(Point placement records)

□ □ □ □

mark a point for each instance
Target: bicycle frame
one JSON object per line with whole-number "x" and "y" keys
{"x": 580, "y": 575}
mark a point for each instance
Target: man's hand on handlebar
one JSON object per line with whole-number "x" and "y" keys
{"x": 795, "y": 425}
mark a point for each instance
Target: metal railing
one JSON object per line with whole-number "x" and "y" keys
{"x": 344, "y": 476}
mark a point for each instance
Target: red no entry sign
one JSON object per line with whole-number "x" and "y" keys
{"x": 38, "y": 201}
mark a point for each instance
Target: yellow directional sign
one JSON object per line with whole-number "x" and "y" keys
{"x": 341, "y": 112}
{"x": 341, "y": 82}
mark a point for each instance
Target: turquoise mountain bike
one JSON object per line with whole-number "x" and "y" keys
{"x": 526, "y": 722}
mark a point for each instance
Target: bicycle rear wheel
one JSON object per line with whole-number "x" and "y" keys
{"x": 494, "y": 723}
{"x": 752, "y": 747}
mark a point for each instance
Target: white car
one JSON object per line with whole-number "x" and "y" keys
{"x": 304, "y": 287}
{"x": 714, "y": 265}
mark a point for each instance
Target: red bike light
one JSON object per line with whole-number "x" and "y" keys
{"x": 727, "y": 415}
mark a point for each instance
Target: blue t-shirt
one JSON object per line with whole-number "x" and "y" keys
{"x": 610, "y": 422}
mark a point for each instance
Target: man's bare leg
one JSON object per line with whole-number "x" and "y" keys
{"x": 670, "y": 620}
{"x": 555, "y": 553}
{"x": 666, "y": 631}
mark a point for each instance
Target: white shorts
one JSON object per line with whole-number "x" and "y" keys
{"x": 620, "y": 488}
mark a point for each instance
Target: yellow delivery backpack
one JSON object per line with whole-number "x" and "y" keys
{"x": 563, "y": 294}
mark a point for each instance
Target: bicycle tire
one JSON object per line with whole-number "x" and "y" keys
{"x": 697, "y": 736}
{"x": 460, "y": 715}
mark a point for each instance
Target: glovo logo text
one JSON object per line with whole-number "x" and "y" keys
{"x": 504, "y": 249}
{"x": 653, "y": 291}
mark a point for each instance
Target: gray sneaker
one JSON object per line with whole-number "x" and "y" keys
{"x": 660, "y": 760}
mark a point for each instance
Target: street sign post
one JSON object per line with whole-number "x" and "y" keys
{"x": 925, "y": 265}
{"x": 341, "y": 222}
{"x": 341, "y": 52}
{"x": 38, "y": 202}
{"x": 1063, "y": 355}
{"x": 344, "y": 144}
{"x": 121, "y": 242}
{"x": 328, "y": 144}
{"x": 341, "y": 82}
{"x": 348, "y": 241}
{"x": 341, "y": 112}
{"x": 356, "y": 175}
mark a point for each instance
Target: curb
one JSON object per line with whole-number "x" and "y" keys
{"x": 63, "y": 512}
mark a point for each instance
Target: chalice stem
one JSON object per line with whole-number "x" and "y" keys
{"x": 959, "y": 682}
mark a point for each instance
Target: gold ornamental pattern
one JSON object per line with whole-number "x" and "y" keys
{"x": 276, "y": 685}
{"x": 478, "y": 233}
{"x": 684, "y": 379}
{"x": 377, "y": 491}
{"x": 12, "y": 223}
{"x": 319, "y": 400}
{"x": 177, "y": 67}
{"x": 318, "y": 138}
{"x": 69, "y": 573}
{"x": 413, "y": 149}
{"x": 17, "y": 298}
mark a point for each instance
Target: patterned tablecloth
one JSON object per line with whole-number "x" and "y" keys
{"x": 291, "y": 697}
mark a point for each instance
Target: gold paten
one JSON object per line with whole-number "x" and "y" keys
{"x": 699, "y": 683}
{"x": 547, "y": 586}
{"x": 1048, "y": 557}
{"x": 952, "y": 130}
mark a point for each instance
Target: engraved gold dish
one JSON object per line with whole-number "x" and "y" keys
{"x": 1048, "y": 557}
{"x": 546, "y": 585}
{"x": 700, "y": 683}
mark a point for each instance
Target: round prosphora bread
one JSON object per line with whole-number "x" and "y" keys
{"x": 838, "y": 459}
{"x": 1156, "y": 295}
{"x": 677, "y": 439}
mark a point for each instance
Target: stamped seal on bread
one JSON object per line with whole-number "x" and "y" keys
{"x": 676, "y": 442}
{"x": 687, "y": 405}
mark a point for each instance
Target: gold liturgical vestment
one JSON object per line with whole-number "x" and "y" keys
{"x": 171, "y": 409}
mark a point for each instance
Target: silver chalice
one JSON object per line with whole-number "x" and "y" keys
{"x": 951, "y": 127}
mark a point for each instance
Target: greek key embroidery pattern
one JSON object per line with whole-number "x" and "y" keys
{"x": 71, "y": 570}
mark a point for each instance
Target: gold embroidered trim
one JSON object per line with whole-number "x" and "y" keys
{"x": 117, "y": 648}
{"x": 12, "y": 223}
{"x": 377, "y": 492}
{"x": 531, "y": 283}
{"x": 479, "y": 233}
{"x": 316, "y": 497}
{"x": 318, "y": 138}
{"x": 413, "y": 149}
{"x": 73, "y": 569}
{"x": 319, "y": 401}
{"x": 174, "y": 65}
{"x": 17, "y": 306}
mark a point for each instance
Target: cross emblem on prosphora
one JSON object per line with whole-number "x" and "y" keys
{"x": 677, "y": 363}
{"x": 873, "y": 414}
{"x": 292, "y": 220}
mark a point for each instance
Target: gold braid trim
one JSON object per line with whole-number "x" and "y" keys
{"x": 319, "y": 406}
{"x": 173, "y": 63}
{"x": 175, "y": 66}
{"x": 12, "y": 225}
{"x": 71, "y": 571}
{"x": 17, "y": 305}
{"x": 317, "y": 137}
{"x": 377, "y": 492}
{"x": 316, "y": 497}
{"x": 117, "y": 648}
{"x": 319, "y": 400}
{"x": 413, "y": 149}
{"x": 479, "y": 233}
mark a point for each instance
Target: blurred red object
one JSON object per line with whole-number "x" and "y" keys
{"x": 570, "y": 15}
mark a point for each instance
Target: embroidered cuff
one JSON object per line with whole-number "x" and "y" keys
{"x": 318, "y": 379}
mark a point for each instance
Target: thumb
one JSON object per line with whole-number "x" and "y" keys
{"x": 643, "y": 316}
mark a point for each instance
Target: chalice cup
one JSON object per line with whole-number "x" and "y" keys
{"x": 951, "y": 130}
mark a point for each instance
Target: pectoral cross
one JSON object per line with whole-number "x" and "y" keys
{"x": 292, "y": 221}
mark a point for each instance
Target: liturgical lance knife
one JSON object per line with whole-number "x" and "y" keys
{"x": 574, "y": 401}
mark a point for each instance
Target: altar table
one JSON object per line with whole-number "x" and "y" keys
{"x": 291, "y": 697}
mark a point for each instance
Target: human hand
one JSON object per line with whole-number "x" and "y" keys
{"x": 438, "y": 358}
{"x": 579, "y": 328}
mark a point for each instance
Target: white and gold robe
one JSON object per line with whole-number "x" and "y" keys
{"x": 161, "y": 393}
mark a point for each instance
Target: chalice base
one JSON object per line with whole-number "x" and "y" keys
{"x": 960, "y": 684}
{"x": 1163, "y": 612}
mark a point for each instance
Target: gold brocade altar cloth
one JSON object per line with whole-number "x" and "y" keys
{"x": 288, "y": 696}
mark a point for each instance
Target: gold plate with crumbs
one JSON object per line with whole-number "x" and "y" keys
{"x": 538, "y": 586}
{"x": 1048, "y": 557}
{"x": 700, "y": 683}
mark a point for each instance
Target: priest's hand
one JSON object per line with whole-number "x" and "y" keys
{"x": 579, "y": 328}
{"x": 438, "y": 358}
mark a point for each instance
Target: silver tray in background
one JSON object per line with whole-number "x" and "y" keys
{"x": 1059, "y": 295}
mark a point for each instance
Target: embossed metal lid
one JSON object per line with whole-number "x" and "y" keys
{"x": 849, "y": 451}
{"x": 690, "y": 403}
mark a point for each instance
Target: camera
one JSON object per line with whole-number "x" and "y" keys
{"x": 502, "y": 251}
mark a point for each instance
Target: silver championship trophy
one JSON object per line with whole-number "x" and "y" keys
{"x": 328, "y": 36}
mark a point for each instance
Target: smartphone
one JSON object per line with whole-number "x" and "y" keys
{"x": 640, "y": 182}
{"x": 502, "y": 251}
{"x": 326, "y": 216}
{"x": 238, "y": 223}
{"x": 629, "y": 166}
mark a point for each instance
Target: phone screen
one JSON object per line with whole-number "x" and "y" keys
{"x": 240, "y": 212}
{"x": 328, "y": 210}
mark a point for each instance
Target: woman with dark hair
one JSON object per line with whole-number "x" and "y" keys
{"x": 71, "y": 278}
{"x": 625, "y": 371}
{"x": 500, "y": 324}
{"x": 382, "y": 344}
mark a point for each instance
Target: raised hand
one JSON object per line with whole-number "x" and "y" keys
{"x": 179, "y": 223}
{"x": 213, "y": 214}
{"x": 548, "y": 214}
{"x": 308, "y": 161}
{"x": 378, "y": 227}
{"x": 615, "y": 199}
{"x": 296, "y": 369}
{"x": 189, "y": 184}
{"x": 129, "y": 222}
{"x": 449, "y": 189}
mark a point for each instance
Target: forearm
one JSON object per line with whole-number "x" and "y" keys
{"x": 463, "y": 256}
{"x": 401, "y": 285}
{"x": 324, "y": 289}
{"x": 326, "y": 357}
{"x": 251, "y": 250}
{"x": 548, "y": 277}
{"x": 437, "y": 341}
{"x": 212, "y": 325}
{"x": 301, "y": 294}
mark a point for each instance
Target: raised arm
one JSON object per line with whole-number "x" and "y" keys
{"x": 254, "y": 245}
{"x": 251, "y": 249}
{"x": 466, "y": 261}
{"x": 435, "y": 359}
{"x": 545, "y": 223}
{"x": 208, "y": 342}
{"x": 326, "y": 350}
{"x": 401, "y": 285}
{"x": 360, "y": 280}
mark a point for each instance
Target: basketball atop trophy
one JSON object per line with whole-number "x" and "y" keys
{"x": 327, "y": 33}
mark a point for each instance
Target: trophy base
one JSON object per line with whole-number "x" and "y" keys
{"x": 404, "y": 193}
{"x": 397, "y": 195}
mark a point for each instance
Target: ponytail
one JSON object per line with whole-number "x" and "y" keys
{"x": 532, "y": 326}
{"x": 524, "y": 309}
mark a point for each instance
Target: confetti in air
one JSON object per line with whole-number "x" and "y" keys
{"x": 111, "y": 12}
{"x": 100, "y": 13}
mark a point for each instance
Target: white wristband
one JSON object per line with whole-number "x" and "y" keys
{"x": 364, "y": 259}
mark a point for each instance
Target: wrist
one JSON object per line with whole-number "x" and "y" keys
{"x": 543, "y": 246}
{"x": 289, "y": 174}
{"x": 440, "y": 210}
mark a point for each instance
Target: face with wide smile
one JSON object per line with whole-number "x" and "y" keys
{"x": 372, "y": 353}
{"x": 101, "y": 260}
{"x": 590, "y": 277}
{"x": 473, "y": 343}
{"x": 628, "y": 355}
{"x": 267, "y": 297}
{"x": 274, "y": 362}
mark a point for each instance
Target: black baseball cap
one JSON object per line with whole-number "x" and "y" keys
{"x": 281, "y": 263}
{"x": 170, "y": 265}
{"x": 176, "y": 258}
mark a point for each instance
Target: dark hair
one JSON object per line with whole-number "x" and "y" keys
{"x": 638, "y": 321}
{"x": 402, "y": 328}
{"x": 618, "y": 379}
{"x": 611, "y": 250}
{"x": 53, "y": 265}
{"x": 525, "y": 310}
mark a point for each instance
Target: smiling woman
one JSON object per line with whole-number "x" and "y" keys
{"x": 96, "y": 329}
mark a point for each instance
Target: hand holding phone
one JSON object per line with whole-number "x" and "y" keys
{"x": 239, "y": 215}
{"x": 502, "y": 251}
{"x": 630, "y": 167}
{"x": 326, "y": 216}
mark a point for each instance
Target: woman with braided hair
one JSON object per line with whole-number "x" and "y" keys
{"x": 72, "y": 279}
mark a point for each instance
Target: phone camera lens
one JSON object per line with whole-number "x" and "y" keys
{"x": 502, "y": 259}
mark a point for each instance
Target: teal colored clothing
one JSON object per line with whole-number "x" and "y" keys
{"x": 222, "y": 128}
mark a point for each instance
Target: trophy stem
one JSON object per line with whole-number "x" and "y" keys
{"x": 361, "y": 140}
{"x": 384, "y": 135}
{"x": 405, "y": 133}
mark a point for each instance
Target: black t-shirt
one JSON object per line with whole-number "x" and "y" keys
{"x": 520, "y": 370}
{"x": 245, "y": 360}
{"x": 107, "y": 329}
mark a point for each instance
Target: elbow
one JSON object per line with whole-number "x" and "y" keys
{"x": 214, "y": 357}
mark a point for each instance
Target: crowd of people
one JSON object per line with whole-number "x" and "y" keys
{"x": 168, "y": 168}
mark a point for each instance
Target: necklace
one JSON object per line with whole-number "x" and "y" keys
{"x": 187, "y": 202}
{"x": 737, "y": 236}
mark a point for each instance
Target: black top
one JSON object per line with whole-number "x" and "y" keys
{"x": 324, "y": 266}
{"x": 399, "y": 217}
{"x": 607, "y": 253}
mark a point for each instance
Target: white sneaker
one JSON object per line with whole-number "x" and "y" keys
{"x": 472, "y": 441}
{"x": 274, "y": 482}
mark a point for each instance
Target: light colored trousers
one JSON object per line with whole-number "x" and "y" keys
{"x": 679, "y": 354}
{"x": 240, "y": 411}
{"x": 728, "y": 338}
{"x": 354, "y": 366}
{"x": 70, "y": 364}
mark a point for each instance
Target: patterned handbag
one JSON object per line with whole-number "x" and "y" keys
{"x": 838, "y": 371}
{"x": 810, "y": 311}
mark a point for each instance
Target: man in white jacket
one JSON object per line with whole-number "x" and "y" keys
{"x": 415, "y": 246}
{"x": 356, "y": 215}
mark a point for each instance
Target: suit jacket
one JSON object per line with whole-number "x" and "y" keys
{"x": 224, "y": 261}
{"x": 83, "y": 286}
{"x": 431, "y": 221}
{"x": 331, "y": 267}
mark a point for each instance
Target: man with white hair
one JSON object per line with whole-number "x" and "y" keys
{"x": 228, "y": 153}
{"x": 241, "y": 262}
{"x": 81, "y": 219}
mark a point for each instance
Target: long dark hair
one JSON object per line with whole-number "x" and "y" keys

□ □ □ □

- Task goal: Pull out each line of the records above that contains the word "trophy", and copy those lines unchanged.

- Finished exercise:
Target: silver championship trophy
Target: basketball atop trophy
Target: trophy base
Target: trophy stem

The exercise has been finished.